• _DOCUMENT SEGMENT_:
Dec. 6, 2012
Sample Reading List: Prison Book Club
- Sherman Alexie, Smoke Signals. This screenplay (based on the author’s short story “This is What it Means to Say Phoenix, Arizona”) is about a young Native American man who reluctantly travels off-reserve with a childhood friend to retrieve his estranged father’s body. It is a good introduction to the practice of dramatic reading, because it is high-interest and full of humour. The story explores issues of fractured family relationships, friendship, Native American pride and identity, substance abuse, and forgiveness and healing. I taught this novel in a high school upgrading class where the majority of students were Aboriginal; they found it moving and authentic but also very funny.
- Margaret Atwood, The Handmaid’s Tale. Atwood transports the reader into a near-future world where part of the United States has become Gilead, a heavily militarized totalitarian theocracy. Fertile women (rare in Gilead) are forced to be Handmaids, surrogate wombs for powerful government and military officials. Stripped of her name and previous identity as a professional woman with a husband and child, the narrator Offred (“of Fred”–Fred is the Commander to whose family she has been assigned as a Handmaid) keeps a secret diary recounting her past life and her present experiences as a Handmaid.
- Joseph Boyden, Through Black Spruce. See entry in Sample Reading List: Health Professionals.

• _EXTRACTED DATA_:
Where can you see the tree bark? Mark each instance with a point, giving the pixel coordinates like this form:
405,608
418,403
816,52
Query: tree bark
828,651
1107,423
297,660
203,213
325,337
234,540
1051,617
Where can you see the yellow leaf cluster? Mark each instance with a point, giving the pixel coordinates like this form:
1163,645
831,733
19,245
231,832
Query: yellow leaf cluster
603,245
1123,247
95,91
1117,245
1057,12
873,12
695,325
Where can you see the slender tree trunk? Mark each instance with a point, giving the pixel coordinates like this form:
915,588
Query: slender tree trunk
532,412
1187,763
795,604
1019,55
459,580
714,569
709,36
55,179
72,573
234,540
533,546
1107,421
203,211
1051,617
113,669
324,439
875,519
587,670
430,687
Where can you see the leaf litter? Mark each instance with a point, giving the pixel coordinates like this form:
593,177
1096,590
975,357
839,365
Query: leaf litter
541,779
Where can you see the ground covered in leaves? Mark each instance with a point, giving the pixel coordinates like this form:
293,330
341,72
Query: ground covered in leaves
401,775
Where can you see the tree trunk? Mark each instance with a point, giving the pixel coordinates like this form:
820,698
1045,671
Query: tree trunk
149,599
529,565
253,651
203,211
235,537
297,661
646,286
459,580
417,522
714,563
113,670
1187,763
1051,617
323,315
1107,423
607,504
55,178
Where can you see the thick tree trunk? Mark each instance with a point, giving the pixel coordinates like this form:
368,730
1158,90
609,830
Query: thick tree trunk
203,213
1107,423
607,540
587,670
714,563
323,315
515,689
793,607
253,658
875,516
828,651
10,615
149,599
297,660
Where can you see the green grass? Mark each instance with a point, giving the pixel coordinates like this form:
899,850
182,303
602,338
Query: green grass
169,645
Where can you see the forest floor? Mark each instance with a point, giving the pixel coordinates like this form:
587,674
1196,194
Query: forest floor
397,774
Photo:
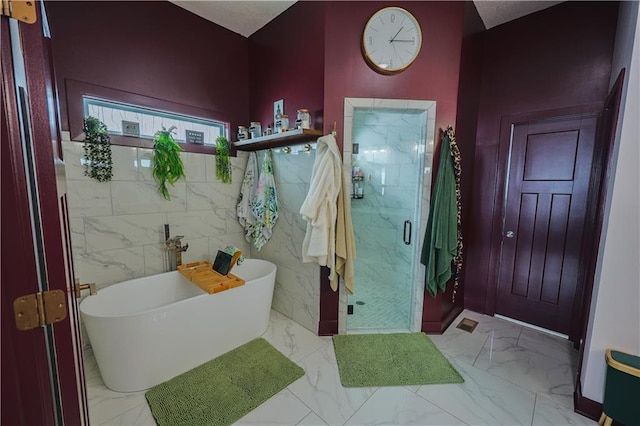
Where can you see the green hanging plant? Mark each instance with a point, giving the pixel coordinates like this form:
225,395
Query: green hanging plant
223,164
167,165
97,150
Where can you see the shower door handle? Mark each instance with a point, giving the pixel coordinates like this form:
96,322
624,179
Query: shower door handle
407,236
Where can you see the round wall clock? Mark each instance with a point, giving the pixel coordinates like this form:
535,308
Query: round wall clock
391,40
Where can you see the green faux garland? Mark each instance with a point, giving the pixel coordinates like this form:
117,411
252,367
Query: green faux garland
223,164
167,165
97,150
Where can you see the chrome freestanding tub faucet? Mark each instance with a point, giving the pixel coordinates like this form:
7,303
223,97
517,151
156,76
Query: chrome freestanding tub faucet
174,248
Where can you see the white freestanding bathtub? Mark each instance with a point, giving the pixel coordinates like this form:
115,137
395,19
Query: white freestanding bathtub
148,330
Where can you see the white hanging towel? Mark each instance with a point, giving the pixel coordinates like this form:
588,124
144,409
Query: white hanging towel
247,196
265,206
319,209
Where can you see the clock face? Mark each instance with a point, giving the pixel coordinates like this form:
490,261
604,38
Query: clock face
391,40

• _ACTIONS TO TAKE_:
1. In the prison book club reading list, what has part of the United States become in The Handmaid's Tale?
2. Continue the prison book club reading list from its last entry, the one for Through Black Spruce.

• _RESULTS FOR EACH TASK_:
1. Gilead, a heavily militarized totalitarian theocracy.

2.
- Lawrence Hill, The Book of Negroes (alternate international title: Somebody Knows My Name). The original Canadian title, The Book of Negroes, refers to a real historical document that recorded information about Black Loyalists and their families who were granted passage from New York on British ships. Many ended up settling in Nova Scotia. This is the story of a fictional 18th century African woman who is kidnapped as a girl, taken by slave ship to the American colonies, and eventually ends up as one of the Black passengers documented in the historical Book of Negroes.
- Francine Prose, A Changed Man. This sly satire is the story of Vincent, a neo-Nazi who decides (for various complicated reasons) to leave the white supremacist hate group he belongs to and ends up working for Brotherhood Watch, an anti-hate group headed by a Holocaust survivor, Maslow. Since Vincent is homeless, he is temporarily taken in by Bonnie, one of the women who works at Brotherhood Watch. The novel is high-interest and fast-paced, and although one would not think the topic of neo-Nazis would leave much room for humour, there is plenty. There is also plenty to discuss here, including Vincent’s original motives for leaving the hate group and joining Brotherhood Watch, and the reasons why Maslow and Bonnie would trust Vincent. Is redemption possible? What is the nature of reformation? Is Vincent really a changed man after all?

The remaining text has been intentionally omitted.